**Brief A**. From the Tesseract training thread, extract the passage from "I hope now I" to "with modi characters.", word for word.
**Brief B**. List every item the Tesseract training thread says is not required for LSTM training.
**Brief C**. Sum up the Tesseract training thread in two sentences.
BEGIN Extract
I tried using MarathiCursiveT Medium as font in fontlist and it worked.
Thanks for that.
It created traineddata and unicharset files in the destination folder.
I hope now I can continue with further instructions as mentioned at
https://github.com/tesseract-ocr/tesseract/wiki/TrainingTesseract-4.00

box file is created using command    *tesseract A.png A lstmbox*
where A.png is the image with modi characters.


On Tue, Jan 28, 2020 at 12:28 PM Shree Devi Kumar <shreesh...@gmail.com>
wrote:

>
> *MarthiCursiveT Medium*
> *Use the above as the font with tesstrain.sh*
>
> *How are you creating the box file for the image?*
>
>
> On Tue, Jan 28, 2020, 21:56 'Nilambari Joshi' via tesseract-ocr <
> tesseract-ocr@googlegroups.com> wrote:
>
>> I was trying to do with image. I got one image online with all modi
>> script characters and tried to create Box file for that image.
>> In the box file I can see that it is considering each character as
>> English character.
>> *My question is how to make it realise that it should refer to it as a
>> modi character.*
>>
>> Then I tried to use tesstrain.sh as below
>> src/training/tesstrain.sh --fonts_dir /usr/share/fonts --fontlist
>> MarathiCursiveT --lang mar --linedata_only --noextract_font_properties
>> --langdata_dir ../tesstutorial/langdata --tessdata_dir
>> ../tesstutorial/tesseract/tessdata --training_text
>> ../tesstutorial/langdata/mar/mar.modi.training_text --output_dir
>> ../tesstutorial/moditrain
>>
>> I got (by running make) MarathiCursiveT truetype Unicode modi font from
>> the link https://github.com/MihailJP/MarathiCursive, mentioned in
>> response to my query.
>> That file I kept at /usr/share/fonts/truetype/MarathiCursiveT
>>
>> I created mar.modi.training_text  by copying content of  marathi
>> training data text file in Aksharmukh app and taking output text in modi.
>>
>> *for tesstrain.sh I am getting error Could not find font named
>> 'MarathiCursiveT. Pango suggested font 'MarthiCursiveT Medium'*
>>
>> Please advise for both the queries.Thanks in advance
>>
>> On Monday, January 27, 2020 at 3:22:17 AM UTC-5, shree wrote:
>>>
>>> For LSTM training punc, numbers, wordlist are NOT required. You can add
>>> them if you like. Unicharset is generated from the training text.
END Extract
BEGIN Recorded data
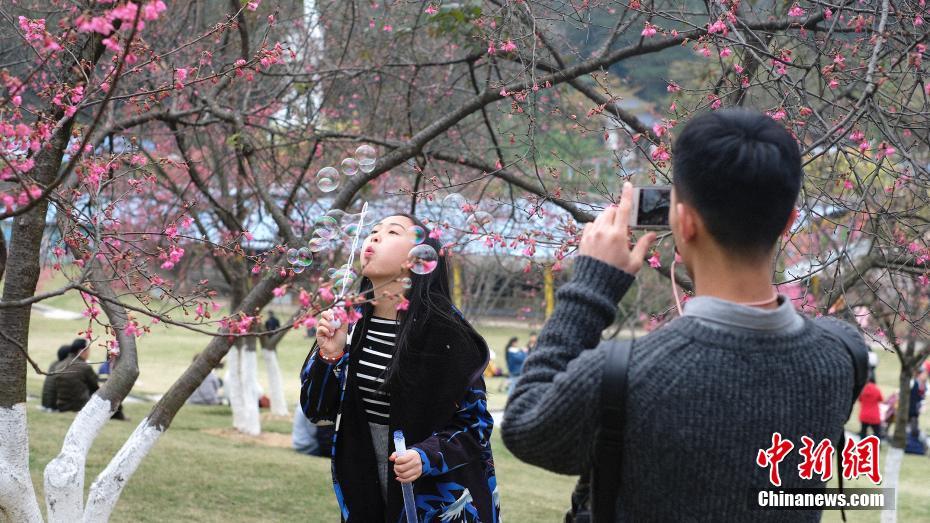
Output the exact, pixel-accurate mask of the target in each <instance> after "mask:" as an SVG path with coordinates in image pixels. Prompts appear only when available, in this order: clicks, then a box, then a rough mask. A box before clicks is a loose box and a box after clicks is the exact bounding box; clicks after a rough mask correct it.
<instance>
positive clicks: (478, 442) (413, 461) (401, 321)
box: [300, 214, 499, 523]
mask: <svg viewBox="0 0 930 523" xmlns="http://www.w3.org/2000/svg"><path fill="white" fill-rule="evenodd" d="M418 228H419V229H418ZM427 232H428V231H426V229H425V227H424V226H423V224H422V223H421V222H420V221H419V220H417V219H416V218H414V217H412V216H409V215H402V214H399V215H395V216H390V217H388V218H385V219H383V220H381V222H379V223H377V224H376V225H375V226H374V228H373V229H372V231H371V234H369V236H368V237H367V238H365V242H364V244H363V245H362V255H361V259H362V276H363V278H362V281H361V289H360V291H359V292H360V295H361V296H363V297H364V298H365V299H366V302H365V303H364V304H362V305H361V308H360V310H359V312H360V313H361V319H359V321H358V322H357V323H355V325H354V326H352V328H351V329H349V328H348V327H349V326H348V325H346V322H338V321H336V322H334V321H333V320H334V311H333V310H329V311H326V312H324V313H323V314H322V318H321V319H320V321H319V324H318V329H317V340H316V344H315V346H314V348H313V350H312V351H311V352H310V355H309V356H308V357H307V361H306V362H305V363H304V366H303V369H302V372H301V391H300V402H301V408H302V409H303V411H304V413H305V414H306V415H307V417H308V418H310V420H312V421H314V422H335V424H336V432H335V436H334V444H333V459H332V473H333V484H334V488H335V491H336V499H337V501H338V503H339V507H340V509H341V511H342V519H343V521H348V522H365V523H369V522H373V521H389V522H396V521H401V520H402V518H403V514H404V502H403V496H402V493H401V489H400V483H411V482H413V484H414V486H413V488H414V493H415V495H416V505H417V518H418V520H419V521H440V520H442V521H482V522H496V521H499V503H498V494H497V483H496V478H495V474H494V460H493V457H492V455H491V443H490V439H491V429H492V427H493V419H492V418H491V415H490V414H489V413H488V411H487V401H486V395H485V385H484V379H483V377H482V371H483V370H484V368H485V366H486V365H487V362H488V354H489V351H488V348H487V345H486V344H485V342H484V339H482V338H481V336H480V335H479V334H478V333H477V332H476V331H475V329H474V328H472V326H471V325H470V324H469V323H468V322H467V321H466V320H465V319H464V318H463V317H462V315H461V314H460V313H459V312H458V311H457V310H456V309H455V307H454V306H453V305H452V300H451V298H450V294H449V274H448V270H447V266H446V259H445V256H440V257H439V259H438V263H437V265H436V268H435V269H434V270H433V271H431V272H428V273H426V274H416V273H414V272H411V271H410V264H409V262H408V261H407V257H408V253H409V252H410V249H411V248H412V247H413V246H414V245H415V244H416V243H417V242H418V241H419V239H420V238H422V237H423V235H424V233H427ZM426 237H427V239H426V240H425V241H424V242H423V243H425V244H426V245H429V246H431V247H433V248H434V249H435V250H436V251H437V252H439V251H440V245H439V243H438V242H437V241H436V240H434V239H432V238H429V237H428V235H427V236H426ZM417 272H423V271H417ZM349 331H351V332H349ZM395 430H402V431H403V432H404V435H405V437H406V440H407V444H408V451H407V453H406V454H404V455H402V456H397V455H396V454H394V453H393V452H394V449H393V441H392V439H391V434H393V432H394V431H395Z"/></svg>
END Recorded data
**Task output A**.
I hope now I can continue with further instructions as mentioned at
https://github.com/tesseract-ocr/tesseract/wiki/TrainingTesseract-4.00

box file is created using command    *tesseract A.png A lstmbox*
where A.png is the image with modi characters.

**Task output B**.
punc
numbers
wordlist

**Task output C**. While trying to train Tesseract on modi script, a user found that a box file made from an image read each character as English, and tesstrain.sh reported that it could not find the font named MarathiCursiveT. After the user put MarathiCursiveT Medium in the font list, the run worked and created traineddata and unicharset files in the destination folder.